* SOURCE RECORDS

┄┄┄┄┄┄┄┄┄┄┄┄┄┄┄┄┄┄┄┄

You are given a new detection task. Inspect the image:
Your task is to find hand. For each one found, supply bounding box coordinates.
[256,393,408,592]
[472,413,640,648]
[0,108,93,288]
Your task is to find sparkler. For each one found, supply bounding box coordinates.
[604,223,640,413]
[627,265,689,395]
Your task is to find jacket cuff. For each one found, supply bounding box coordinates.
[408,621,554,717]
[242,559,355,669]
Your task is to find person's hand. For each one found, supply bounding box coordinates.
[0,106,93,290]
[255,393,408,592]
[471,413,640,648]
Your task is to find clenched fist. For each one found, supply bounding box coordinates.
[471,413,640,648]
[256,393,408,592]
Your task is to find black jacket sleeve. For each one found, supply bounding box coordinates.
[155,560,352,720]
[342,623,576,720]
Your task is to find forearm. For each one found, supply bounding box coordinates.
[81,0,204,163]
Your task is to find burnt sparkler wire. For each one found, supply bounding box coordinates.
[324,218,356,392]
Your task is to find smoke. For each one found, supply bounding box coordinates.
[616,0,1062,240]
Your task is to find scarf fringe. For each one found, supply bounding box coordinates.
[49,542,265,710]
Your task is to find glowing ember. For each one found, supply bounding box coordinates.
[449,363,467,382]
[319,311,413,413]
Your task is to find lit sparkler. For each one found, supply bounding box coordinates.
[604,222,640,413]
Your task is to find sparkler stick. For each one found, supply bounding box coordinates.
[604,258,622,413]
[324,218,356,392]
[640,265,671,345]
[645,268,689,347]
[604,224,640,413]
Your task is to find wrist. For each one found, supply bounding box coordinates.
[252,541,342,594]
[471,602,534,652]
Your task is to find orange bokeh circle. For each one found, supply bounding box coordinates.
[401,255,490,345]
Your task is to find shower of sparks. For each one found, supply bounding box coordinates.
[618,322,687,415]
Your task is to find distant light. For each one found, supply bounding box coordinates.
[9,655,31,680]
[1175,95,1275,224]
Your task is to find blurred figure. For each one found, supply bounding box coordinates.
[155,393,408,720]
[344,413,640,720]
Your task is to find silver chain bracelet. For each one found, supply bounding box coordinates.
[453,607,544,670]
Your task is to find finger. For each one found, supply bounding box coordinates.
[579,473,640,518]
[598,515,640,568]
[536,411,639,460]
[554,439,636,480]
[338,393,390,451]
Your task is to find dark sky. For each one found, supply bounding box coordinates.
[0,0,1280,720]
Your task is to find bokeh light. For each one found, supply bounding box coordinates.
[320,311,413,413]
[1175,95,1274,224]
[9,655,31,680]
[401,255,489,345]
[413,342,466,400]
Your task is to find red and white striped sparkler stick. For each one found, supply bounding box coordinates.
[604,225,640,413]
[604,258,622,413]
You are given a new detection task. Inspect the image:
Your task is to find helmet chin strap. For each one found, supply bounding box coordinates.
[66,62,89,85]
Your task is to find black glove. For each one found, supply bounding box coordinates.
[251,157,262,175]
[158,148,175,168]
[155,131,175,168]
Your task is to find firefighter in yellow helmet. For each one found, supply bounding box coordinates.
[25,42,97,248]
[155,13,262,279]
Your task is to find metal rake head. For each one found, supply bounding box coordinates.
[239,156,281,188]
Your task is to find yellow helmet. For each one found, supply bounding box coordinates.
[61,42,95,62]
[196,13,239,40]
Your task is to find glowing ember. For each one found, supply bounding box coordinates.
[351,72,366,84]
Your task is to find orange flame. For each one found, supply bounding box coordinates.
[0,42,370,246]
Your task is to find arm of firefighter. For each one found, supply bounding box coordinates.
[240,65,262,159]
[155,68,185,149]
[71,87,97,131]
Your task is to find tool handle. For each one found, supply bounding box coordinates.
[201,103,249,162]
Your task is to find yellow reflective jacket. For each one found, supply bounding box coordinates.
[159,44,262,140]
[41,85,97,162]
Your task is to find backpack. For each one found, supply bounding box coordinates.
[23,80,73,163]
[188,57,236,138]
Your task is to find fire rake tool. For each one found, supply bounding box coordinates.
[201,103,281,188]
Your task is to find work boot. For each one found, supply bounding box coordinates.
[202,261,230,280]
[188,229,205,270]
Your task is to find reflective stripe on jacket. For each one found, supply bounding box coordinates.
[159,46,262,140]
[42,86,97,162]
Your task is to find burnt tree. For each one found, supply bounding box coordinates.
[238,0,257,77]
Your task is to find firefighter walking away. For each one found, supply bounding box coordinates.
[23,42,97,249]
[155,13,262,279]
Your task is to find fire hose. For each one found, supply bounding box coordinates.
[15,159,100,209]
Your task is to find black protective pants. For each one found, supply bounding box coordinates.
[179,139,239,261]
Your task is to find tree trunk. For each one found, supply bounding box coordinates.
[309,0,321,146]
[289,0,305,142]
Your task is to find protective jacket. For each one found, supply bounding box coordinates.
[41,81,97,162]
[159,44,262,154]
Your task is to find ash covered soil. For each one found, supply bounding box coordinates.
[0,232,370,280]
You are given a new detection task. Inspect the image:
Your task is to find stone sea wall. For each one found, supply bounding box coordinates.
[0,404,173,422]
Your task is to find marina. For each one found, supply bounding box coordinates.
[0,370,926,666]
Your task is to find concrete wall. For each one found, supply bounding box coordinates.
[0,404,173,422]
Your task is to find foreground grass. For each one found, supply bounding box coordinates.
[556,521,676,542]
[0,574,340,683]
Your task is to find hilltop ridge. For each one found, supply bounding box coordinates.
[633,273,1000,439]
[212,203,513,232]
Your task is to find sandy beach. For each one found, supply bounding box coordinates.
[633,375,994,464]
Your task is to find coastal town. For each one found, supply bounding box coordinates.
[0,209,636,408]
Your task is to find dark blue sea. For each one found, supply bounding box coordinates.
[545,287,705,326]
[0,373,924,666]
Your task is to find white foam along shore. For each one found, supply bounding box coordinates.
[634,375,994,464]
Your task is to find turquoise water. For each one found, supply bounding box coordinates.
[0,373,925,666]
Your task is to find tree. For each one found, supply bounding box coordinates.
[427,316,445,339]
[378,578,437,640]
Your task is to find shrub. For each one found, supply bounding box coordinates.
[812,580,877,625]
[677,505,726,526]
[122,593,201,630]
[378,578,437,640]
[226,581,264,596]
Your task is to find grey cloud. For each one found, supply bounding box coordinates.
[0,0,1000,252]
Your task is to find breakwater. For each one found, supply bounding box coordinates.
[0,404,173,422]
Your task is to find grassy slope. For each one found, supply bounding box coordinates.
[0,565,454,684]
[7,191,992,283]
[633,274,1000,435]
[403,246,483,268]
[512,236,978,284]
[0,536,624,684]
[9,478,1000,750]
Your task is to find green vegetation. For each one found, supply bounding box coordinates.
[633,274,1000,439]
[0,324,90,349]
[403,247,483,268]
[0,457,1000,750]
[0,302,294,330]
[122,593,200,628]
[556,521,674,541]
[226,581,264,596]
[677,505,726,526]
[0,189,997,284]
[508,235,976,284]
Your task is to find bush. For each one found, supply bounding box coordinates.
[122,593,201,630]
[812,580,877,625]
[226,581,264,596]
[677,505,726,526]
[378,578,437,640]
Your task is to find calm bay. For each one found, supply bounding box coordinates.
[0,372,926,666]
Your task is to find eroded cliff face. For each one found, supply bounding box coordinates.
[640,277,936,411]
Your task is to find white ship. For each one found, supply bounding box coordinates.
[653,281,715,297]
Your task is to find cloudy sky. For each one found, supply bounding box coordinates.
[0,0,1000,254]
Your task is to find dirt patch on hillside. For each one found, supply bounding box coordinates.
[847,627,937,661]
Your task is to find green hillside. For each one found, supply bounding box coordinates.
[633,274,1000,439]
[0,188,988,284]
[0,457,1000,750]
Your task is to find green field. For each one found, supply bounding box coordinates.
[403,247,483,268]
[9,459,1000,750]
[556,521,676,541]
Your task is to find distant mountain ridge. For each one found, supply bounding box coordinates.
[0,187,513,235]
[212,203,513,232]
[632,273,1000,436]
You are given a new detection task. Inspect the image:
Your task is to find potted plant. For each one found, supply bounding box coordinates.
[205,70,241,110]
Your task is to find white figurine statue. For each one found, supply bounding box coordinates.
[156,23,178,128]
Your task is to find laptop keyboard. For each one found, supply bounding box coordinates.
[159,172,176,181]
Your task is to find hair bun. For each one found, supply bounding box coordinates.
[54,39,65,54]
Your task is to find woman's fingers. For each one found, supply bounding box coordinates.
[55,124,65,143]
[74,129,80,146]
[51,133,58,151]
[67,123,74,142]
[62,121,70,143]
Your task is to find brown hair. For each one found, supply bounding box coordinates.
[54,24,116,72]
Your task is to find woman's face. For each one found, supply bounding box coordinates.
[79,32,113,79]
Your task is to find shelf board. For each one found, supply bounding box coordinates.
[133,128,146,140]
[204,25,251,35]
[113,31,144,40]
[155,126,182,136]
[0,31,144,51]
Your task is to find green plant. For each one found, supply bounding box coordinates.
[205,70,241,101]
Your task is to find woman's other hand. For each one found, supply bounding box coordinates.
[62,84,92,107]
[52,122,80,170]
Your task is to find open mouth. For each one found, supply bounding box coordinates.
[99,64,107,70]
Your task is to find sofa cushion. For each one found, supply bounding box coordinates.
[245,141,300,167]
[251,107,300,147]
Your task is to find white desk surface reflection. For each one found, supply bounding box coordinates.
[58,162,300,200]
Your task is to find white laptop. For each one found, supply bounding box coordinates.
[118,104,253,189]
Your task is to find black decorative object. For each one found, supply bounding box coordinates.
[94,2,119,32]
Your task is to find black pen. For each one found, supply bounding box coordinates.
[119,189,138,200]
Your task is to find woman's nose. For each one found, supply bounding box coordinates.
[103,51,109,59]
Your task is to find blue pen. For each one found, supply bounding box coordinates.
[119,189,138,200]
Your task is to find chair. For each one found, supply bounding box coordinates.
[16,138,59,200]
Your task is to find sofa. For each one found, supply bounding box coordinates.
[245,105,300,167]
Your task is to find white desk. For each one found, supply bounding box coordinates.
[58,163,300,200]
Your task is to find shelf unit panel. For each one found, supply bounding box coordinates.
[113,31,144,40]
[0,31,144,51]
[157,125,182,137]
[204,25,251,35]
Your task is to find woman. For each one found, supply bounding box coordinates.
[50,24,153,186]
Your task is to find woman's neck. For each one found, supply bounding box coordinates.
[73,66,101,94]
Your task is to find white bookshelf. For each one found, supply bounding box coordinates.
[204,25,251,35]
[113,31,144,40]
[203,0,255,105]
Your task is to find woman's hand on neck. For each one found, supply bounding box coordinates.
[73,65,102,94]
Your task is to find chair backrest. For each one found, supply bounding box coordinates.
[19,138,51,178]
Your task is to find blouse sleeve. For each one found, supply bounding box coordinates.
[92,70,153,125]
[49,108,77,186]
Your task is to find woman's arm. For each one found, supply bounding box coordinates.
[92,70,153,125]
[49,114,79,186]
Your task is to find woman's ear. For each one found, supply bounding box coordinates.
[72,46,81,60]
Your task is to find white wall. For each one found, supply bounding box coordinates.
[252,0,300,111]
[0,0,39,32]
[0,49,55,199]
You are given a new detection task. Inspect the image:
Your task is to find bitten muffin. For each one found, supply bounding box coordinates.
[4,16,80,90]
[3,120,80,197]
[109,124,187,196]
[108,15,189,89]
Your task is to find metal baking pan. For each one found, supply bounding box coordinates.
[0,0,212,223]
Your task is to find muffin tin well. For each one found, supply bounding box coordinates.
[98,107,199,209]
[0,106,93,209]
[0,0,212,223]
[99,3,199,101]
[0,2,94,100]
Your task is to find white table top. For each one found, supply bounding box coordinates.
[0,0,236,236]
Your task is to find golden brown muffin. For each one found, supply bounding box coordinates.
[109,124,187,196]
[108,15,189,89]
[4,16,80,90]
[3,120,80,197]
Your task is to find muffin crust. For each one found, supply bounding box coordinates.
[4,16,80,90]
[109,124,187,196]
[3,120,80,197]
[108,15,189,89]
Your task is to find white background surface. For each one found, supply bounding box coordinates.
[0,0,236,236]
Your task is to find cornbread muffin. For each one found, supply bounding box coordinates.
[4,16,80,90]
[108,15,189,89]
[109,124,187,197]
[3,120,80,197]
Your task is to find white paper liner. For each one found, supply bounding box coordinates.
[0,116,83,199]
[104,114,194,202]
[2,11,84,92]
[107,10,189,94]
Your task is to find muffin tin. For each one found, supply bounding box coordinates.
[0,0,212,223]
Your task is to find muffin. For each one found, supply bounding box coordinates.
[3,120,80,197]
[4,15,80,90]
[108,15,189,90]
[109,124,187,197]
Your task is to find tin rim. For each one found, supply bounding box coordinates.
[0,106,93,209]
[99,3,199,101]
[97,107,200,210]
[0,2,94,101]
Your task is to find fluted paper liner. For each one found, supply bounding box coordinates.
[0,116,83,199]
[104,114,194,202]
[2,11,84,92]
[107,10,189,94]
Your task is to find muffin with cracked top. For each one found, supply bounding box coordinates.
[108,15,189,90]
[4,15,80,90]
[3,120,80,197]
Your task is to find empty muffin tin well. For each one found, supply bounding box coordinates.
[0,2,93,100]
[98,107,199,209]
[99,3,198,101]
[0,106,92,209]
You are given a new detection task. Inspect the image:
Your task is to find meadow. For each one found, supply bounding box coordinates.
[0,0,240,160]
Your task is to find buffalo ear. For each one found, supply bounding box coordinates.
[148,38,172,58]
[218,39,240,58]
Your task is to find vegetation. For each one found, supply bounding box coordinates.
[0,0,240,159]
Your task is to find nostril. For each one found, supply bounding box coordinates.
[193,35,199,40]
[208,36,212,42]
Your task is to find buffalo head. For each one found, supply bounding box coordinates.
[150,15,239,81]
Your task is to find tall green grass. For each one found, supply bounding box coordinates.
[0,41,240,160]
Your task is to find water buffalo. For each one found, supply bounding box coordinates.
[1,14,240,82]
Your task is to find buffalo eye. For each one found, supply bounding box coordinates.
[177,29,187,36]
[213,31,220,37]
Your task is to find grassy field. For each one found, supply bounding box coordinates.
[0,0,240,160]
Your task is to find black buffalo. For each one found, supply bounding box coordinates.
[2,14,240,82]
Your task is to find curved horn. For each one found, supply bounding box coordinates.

┄┄┄┄┄┄┄┄┄┄┄┄┄┄┄┄┄┄┄┄

Starting at the beginning of the records and ending at the line containing "[344,413,640,720]", output those lines as a numbered list, omitting any blank lines.

* EXERCISE RESPONSE
1. You are given a new detection task. Inspect the image:
2. Your task is to find hand. For each one found, supply bounding box coordinates.
3. [256,393,408,592]
4. [472,413,640,648]
5. [0,108,93,288]
6. Your task is to find sparkler. For each one found, supply bounding box coordinates.
7. [604,223,640,413]
8. [627,265,689,395]
9. Your task is to find jacket cuff. For each one found, supply bounding box coordinates.
10. [408,621,554,717]
11. [242,559,355,669]
12. Your task is to find person's hand. For each one found, supply bounding box coordinates.
13. [0,106,93,290]
14. [255,393,408,592]
15. [471,413,640,648]
16. Your task is to find clenched fist. For each one found, supply bounding box coordinates.
17. [471,413,640,648]
18. [256,393,408,592]
19. Your task is to find black jacket sleeve. For each one found, supply bounding box coordinates.
20. [155,560,352,720]
21. [342,623,576,720]
22. Your task is to find forearm. For each one found, supply bounding box coordinates.
23. [81,0,204,163]
24. Your task is to find burnt sparkler wire. For each one found, supply bounding box coordinates.
25. [324,218,356,392]
26. Your task is to find smoke. For each one found, supply bounding box coordinates.
27. [616,0,1062,240]
28. Your task is to find scarf fringe. For each one found, supply bounding box coordinates.
29. [49,542,265,710]
30. Your task is to find glowing ember. For each one found, supply bounding box coordinates.
31. [449,363,467,382]
32. [319,311,413,413]
33. Your task is to find lit sparkler. For each one found, supply bounding box coordinates.
34. [604,222,640,413]
35. Your task is to find sparkler stick. For each one found, supply bounding box coordinates.
36. [604,258,622,413]
37. [324,218,356,392]
38. [640,265,671,345]
39. [645,268,689,347]
40. [604,224,640,413]
41. Your task is to find wrist. For each one found, supply bounding box coordinates.
42. [252,541,342,594]
43. [471,602,534,652]
44. Your task is to find orange bokeh circle. For each one found, supply bounding box coordinates.
45. [401,255,490,345]
46. Your task is to find shower of sparks. For each one found, supply bounding box coordinates.
47. [618,322,687,415]
48. Your task is to find distant light. For each one found, supply bounding box coordinates.
49. [9,655,31,680]
50. [1175,95,1275,224]
51. Your task is to find blurred figure. For each one found, supply bounding box coordinates.
52. [155,393,408,720]
53. [344,413,640,720]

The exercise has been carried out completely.